- **EXERCISE PROMPT**: Reproduce the flood clean-up text below in full, word for word.

- **TEXT**:
···

If you want to help others clean up contact your local council or police for information as there are a few safety issues that need addressing.
- Register you as a volunteer in case something goes wrong
- Organise helpers into teams to complete tasks in an orderly fashion.
- Less risk of being arrested as a looter.
- More security for homeowners knowing you are there to clean up not case the joint for later.
Don’t forget emotional help. If you can’t talk to family or friends then there are numerous phone up counselling services available. There may even be counsellors in the area in person to talk to.
Clean up after a flood
Once the area has been deemed safe you can start the clean up after a flood. Power, gas, water and sewerage have been deemed safe.
During this time, you can be organising helpers and getting your clean-up kit sorted out. Listen to the radio for directions on waste management and help.
Remove all items, furniture out of the house. These can be hosed down and cleaned or put on the rubbish pile. See the Free Flood Clean-up Checklist for what items can be saved.
Shovel out any excess mud and debris if you have any in your home. Clean any access pathways too, to prevent slips and falls.

···

- **RAW DATA**:
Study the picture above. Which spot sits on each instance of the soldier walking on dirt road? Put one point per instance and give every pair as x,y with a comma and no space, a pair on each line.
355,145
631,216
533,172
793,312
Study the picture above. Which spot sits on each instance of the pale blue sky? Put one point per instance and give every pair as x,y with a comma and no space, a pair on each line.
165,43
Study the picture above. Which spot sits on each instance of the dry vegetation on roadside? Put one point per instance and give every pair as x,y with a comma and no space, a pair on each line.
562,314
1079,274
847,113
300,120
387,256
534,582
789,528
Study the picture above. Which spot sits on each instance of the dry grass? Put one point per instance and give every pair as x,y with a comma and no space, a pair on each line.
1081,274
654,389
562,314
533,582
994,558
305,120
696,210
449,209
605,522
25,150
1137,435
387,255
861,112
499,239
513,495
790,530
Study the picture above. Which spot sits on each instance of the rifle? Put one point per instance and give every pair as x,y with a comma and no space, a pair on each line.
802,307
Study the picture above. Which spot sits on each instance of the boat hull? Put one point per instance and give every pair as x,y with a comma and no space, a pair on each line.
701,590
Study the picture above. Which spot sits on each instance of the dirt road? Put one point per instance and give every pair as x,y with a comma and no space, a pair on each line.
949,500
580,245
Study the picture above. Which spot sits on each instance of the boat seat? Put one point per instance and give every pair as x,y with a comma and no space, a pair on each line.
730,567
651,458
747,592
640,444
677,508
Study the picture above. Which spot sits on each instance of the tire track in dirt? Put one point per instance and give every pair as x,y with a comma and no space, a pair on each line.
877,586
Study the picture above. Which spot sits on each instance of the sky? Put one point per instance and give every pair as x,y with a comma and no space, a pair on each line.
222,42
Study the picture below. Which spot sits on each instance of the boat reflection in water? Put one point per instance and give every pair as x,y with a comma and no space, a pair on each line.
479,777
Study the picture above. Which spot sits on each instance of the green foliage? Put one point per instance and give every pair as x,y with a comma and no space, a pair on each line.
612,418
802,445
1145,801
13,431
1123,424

···

- **RESPONSE AREA**:
If you want to help others clean up contact your local council or police for information as there are a few safety issues that need addressing.
- Register you as a volunteer in case something goes wrong
- Organise helpers into teams to complete tasks in an orderly fashion.
- Less risk of being arrested as a looter.
- More security for homeowners knowing you are there to clean up not case the joint for later.
Don’t forget emotional help. If you can’t talk to family or friends then there are numerous phone up counselling services available. There may even be counsellors in the area in person to talk to.
Clean up after a flood
Once the area has been deemed safe you can start the clean up after a flood. Power, gas, water and sewerage have been deemed safe.
During this time, you can be organising helpers and getting your clean-up kit sorted out. Listen to the radio for directions on waste management and help.
Remove all items, furniture out of the house. These can be hosed down and cleaned or put on the rubbish pile. See the Free Flood Clean-up Checklist for what items can be saved.
Shovel out any excess mud and debris if you have any in your home. Clean any access pathways too, to prevent slips and falls.